### Exercise details
Quote all of the rows below word for word, leaving out the picture lines.

Location identification entries

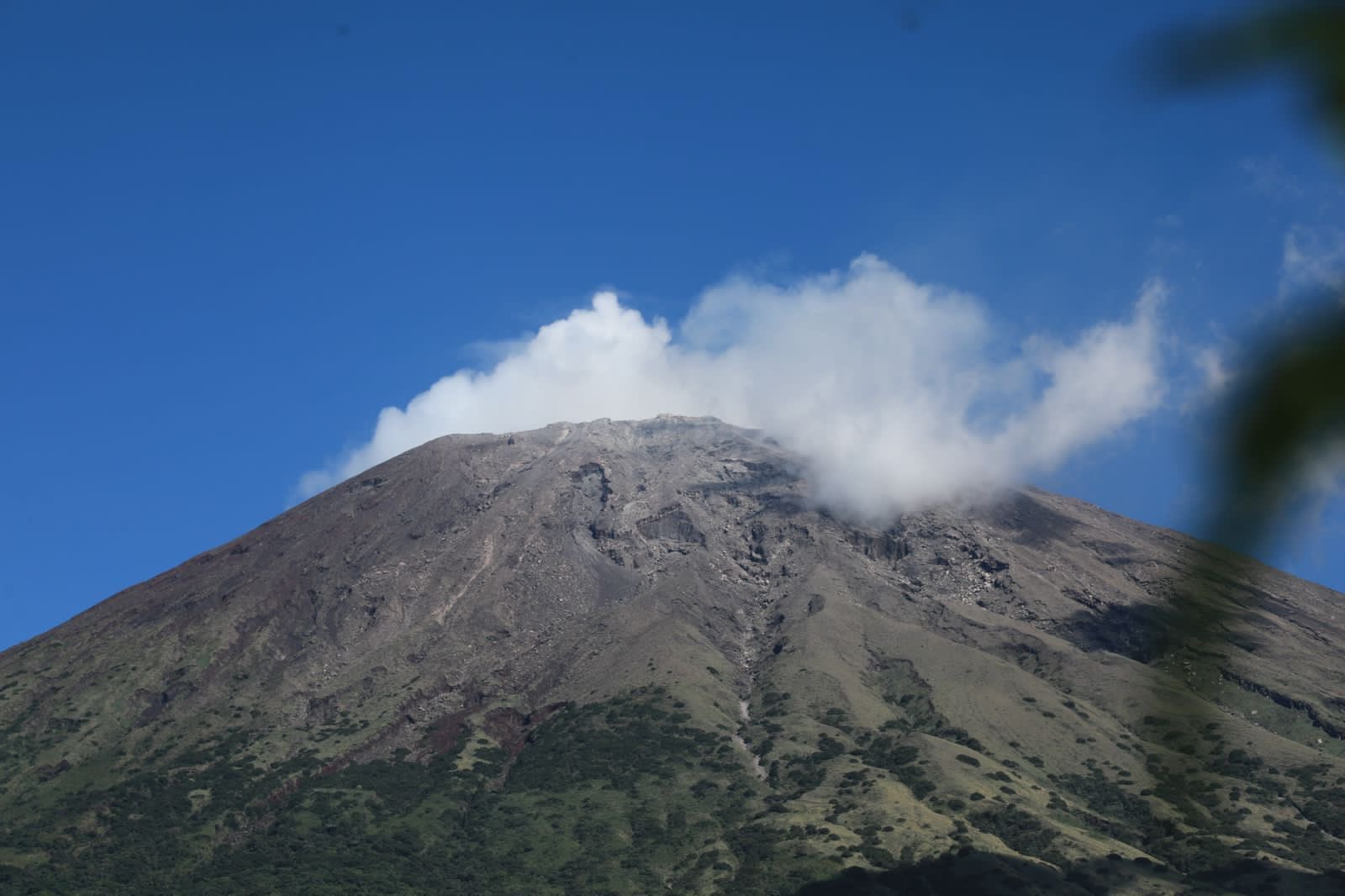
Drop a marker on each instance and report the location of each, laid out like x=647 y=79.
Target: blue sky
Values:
x=232 y=233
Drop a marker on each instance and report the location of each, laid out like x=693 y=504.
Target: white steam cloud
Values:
x=894 y=393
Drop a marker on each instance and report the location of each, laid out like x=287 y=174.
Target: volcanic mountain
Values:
x=636 y=656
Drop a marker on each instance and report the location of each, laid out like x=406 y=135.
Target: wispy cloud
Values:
x=896 y=393
x=1313 y=260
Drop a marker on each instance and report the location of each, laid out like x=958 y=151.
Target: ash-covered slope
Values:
x=625 y=656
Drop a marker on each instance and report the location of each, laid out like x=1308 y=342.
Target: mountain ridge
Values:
x=493 y=606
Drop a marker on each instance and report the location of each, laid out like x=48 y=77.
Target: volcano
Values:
x=638 y=656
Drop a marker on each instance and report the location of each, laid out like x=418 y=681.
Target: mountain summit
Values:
x=634 y=656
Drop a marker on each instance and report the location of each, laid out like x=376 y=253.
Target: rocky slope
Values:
x=632 y=656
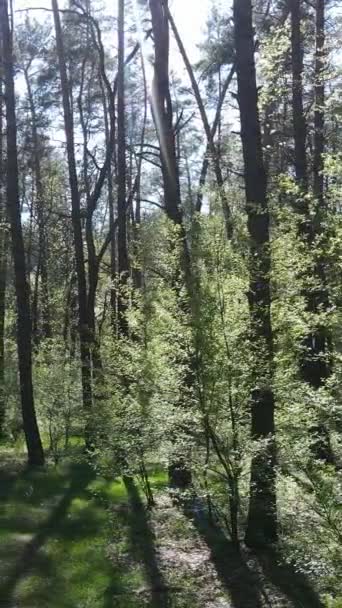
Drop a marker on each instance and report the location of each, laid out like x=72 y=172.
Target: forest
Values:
x=170 y=304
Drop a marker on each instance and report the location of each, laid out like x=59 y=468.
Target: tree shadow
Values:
x=142 y=541
x=293 y=584
x=242 y=584
x=29 y=557
x=252 y=583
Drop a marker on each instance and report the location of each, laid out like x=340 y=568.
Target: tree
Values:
x=77 y=226
x=24 y=325
x=262 y=516
x=123 y=265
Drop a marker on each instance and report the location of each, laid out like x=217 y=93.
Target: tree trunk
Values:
x=123 y=263
x=77 y=228
x=211 y=147
x=24 y=325
x=299 y=123
x=43 y=255
x=262 y=516
x=179 y=469
x=315 y=359
x=3 y=259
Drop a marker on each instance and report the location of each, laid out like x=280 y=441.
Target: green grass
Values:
x=65 y=537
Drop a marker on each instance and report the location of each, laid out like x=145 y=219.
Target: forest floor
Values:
x=69 y=539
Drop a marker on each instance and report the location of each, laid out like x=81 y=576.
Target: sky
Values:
x=190 y=17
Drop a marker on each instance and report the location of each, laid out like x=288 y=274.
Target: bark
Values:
x=214 y=152
x=319 y=118
x=163 y=111
x=214 y=129
x=77 y=226
x=299 y=123
x=123 y=263
x=179 y=469
x=43 y=254
x=24 y=324
x=315 y=357
x=3 y=259
x=262 y=516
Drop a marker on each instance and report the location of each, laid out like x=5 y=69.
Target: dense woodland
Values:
x=171 y=265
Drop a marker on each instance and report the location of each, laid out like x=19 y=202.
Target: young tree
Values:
x=262 y=516
x=123 y=265
x=24 y=325
x=76 y=223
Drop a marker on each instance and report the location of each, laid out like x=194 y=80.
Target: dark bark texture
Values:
x=24 y=324
x=262 y=516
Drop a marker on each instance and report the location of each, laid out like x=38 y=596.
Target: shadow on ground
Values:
x=53 y=538
x=142 y=542
x=252 y=580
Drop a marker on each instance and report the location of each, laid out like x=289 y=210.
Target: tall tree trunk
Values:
x=24 y=325
x=179 y=469
x=77 y=228
x=319 y=103
x=212 y=148
x=123 y=263
x=315 y=364
x=3 y=257
x=262 y=516
x=299 y=123
x=43 y=254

### Written reply
Drop a marker on each instance and report the location of each, laid out like x=647 y=79.
Target: blue sky
Values:
x=232 y=233
Drop a marker on each instance and report the location of each, laid out like x=693 y=504.
Target: white steam cloud
Values:
x=894 y=393
Drop a marker on each instance and report the location of each, laid out like x=287 y=174.
Target: volcanic mountain
Values:
x=636 y=656
Drop a marker on each instance and report the location of each, laid out like x=406 y=135.
Target: wispy cloud
Values:
x=896 y=393
x=1313 y=260
Drop a marker on each instance and report the location of each, laid out like x=958 y=151.
Target: ash-covered slope
Values:
x=625 y=656
Drop a marker on each instance and report the location of each, laid out like x=1308 y=342.
Target: mountain ridge
Values:
x=493 y=606
Drop a marker on each instance and report the location of each, laid out like x=48 y=77.
Target: volcano
Values:
x=638 y=656
Drop a marker on each instance and report the location of each, laid out like x=418 y=681.
Target: mountain summit
Values:
x=634 y=656
Drop a marker on each instance and report the location of each, laid out like x=376 y=253.
Target: rocky slope
Values:
x=632 y=656
Drop a marker on each instance and report the location of each, laid out like x=72 y=172.
Target: forest
Values:
x=170 y=304
Drop a marker on each instance and report the location of each, laid out like x=59 y=468.
Target: tree shadow
Values:
x=142 y=541
x=293 y=584
x=242 y=584
x=29 y=557
x=252 y=583
Drop a marker on each instance and report the location of each, laid out like x=340 y=568.
Target: tree
Values:
x=77 y=226
x=24 y=325
x=262 y=516
x=123 y=265
Drop a marker on each instance and report the location of each, laid out like x=217 y=93.
Target: tree trunk
Values:
x=123 y=263
x=77 y=228
x=211 y=147
x=24 y=325
x=299 y=123
x=43 y=255
x=262 y=516
x=179 y=469
x=315 y=359
x=3 y=259
Drop a marker on each instance and report the location of each, laid out like x=280 y=441.
Target: green grass
Values:
x=65 y=537
Drop a marker on each instance and report the location of each, laid out like x=145 y=219.
Target: forest floor
Values:
x=69 y=539
Drop a marker on each instance and report the location of each, laid out like x=81 y=576.
Target: sky
Values:
x=190 y=17
Drop a marker on each instance and report the location of each, laid out like x=288 y=274.
Target: bark
Values:
x=214 y=152
x=319 y=118
x=163 y=111
x=214 y=129
x=77 y=226
x=299 y=123
x=123 y=263
x=179 y=469
x=43 y=254
x=24 y=324
x=315 y=357
x=3 y=259
x=262 y=516
Drop a marker on each instance and report the location of each, laid out like x=5 y=69.
Target: dense woodland
Values:
x=171 y=265
Drop a marker on each instance and report the location of each, laid out like x=19 y=202.
Target: young tree
Values:
x=262 y=516
x=123 y=265
x=24 y=325
x=76 y=223
Drop a marker on each instance and report the location of each, laid out like x=194 y=80.
Target: dark bark texture
Values:
x=24 y=324
x=262 y=516
Drop a marker on each instance and report the location of each, laid out like x=38 y=596.
Target: shadow on ground
Values:
x=53 y=538
x=142 y=542
x=252 y=580
Drop a marker on each instance and report the location of each, laid out like x=289 y=210.
Target: tall tree trunk
Values:
x=24 y=325
x=179 y=469
x=77 y=228
x=319 y=103
x=212 y=148
x=123 y=263
x=315 y=364
x=3 y=257
x=262 y=516
x=299 y=123
x=43 y=254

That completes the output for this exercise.